**ИСХОДНЫЙ ФРАГМЕНТ**
----------------------------------------

Литературный вечер. Самара в «Пугачеве»
3 мая 1921 года

Прочитанная заметка об имажинистах в стенгазете подтолкнула С. Есенина к поискам автора написанного. Ему удалось познакомиться с самарским жителем Сергеем Николаевичем Любимовым и другими местными ценителями поэзии. По их предложению С. Есенин выступил на литературном вечере в Клубе железнодорожников. По завершении встречи поэт подарил устроителю вечера С. Любимову свою книгу «Исповедь хулигана» (М., «Имажинисты»,1921) с дарственной надписью: «Сереже Любимову. В знак приятного знакомства. Сережа Есенин. 1921 Самара май 3». (VII (1), 140).

С. Есенин продолжает работать над «Пугачевым». Название Самара встречается в тексте поэмы не так часто. Более того, используемый в черновых вариантах топоним Самара в окончательном авторском тексте в некоторых случаях убирается. Когда атаман Зарубин рассказывает о боевых достижениях восставших казаков и крестьян, он в одном из первых вариантов своего монолога перечисляет конкретные города и крепости:

Двадцать крепостей мы забрали у неприятеля,

Двадцать самых тяжелых крепостей.

И в Самаре, и в Пензе и в Саратове

Нас встречали …

При дальнейшей работе над этим монологом С. Есенин заменяет название Пенза на Пермь, Самару на Казань, а затем решает убрать из текста все перечисленные названия городов. Указать в поэме все захваченные крепости было невозможно, да такая задача и не ставилась. Масштабность победного распространения восстания в «Пугачеве» иллюстрируется не перечислением конкретных городов и сел, а представлена более обобщенно. В окончательном варианте это звучит так:

Треть страны уже в наших руках,

Треть страны мы как войско выставили.

Для Есенина Самара была своеобразной границей между Европой и Азией. В поэме «Пугачев» именно от Самары в далекую Монголию бегут калмыки в своих тридцати тысячах кибиток, хотя в предварительных вариантах было указано, что калмыки двинулись «из самарских степей за Чаган»…

Где-то по пути к Самаре Есенин увидел необычного вида ольху. В поэме ольха была представлена как символ - вестник надвигающейся беды, которая ожидает взбунтовавшихся казаков в недалеком будущем. Первоначально дерево-символ поэт хотел разместить на берегу речки Чаган, но передумал и заменил название Чаган на Самару. Об этом дереве-символе в «Пугачеве» казак Шагаев взволнованно рассказывает своим друзьям:

Около Самары с пробитой башкой ольха,

Капая желтым мозгом,

Прихрамывает при дороге.

Словно слепец, от ватаги своей отстав,

С гнусавой и хриплой дрожью

В рваную шапку вороньего гнезда

Просит она на пропитание

У проезжих и у прохожих.

Но никто ей не бросит даже камня.

В испуге крестясь на звезду,

Все считают, что это страшное знамение,

Предвещающее беду.

Что-то будет.

----------------------------------------

**ЗАДАНИЕ**
Выпишите дословно из текста о Есенине в Самаре отрывок от слов «Прихрамывает при дороге.» до слов «и у прохожих.».

(Записи из набора данных)
----------------------------------------

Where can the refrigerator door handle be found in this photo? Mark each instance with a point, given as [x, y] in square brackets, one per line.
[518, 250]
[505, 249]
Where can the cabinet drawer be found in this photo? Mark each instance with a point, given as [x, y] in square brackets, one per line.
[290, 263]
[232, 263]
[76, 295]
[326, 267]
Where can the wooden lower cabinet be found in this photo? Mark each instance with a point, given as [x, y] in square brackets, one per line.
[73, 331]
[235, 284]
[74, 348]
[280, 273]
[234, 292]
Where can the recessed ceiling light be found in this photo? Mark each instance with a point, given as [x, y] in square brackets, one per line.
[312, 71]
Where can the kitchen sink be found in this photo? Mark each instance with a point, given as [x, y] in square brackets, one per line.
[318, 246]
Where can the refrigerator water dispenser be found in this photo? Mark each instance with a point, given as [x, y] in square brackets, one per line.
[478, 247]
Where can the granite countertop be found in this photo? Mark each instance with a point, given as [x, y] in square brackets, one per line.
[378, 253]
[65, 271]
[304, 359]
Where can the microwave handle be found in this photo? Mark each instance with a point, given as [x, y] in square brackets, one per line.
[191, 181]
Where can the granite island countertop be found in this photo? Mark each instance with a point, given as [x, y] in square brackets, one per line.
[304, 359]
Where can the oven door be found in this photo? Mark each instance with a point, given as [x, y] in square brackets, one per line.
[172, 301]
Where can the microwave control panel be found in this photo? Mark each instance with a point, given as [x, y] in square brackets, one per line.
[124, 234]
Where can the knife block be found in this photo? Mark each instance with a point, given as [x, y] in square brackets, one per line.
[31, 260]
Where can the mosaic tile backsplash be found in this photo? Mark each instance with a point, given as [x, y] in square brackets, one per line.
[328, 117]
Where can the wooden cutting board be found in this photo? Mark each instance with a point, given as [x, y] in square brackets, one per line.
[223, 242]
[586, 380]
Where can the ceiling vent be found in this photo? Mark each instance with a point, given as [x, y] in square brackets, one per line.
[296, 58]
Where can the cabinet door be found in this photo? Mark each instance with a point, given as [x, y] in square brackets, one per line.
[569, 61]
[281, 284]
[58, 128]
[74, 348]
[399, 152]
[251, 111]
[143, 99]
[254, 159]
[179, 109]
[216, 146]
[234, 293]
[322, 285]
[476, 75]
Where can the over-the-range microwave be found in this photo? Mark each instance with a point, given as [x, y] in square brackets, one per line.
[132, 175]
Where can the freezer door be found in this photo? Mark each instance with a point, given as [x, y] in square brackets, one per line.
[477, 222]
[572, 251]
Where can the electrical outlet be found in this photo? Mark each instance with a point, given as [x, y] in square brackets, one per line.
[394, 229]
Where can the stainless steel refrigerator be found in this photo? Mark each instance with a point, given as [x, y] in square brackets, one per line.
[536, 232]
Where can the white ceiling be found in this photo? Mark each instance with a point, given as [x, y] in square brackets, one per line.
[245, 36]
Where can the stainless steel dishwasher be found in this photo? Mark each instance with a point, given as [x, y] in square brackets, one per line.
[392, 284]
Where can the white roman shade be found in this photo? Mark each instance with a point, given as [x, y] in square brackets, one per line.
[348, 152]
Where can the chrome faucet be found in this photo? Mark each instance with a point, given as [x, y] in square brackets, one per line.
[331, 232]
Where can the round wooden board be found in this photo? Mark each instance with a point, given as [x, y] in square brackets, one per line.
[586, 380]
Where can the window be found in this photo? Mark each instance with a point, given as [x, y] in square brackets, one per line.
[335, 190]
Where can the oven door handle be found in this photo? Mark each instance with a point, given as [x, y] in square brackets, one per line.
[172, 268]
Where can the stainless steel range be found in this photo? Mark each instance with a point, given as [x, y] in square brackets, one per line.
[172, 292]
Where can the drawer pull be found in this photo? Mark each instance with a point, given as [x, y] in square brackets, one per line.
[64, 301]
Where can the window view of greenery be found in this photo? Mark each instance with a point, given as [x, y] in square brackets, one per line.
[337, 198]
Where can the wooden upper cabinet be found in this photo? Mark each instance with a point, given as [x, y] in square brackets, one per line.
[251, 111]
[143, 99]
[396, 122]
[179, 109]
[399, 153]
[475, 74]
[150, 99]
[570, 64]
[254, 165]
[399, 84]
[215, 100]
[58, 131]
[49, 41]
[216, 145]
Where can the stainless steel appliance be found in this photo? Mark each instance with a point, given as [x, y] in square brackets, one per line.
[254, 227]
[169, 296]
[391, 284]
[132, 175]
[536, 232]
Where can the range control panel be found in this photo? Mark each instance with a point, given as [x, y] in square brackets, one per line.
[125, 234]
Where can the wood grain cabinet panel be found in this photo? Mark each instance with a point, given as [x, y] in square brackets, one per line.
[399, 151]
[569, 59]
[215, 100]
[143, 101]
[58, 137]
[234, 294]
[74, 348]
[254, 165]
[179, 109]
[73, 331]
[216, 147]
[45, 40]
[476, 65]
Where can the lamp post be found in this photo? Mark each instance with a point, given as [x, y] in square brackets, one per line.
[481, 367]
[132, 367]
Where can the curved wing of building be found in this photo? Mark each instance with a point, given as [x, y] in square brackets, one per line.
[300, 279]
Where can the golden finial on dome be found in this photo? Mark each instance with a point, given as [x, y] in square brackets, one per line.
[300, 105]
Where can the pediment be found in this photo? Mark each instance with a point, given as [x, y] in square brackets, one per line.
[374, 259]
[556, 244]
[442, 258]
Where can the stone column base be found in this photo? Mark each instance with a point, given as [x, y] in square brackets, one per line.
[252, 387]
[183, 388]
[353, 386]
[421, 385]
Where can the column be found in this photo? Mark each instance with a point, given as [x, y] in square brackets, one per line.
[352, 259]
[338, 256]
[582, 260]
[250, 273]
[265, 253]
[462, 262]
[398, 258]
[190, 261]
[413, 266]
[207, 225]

----------------------------------------

**ОТВЕТ К ЗАДАНИЮ**
Прихрамывает при дороге.

Словно слепец, от ватаги своей отстав,

С гнусавой и хриплой дрожью

В рваную шапку вороньего гнезда

Просит она на пропитание

У проезжих и у прохожих.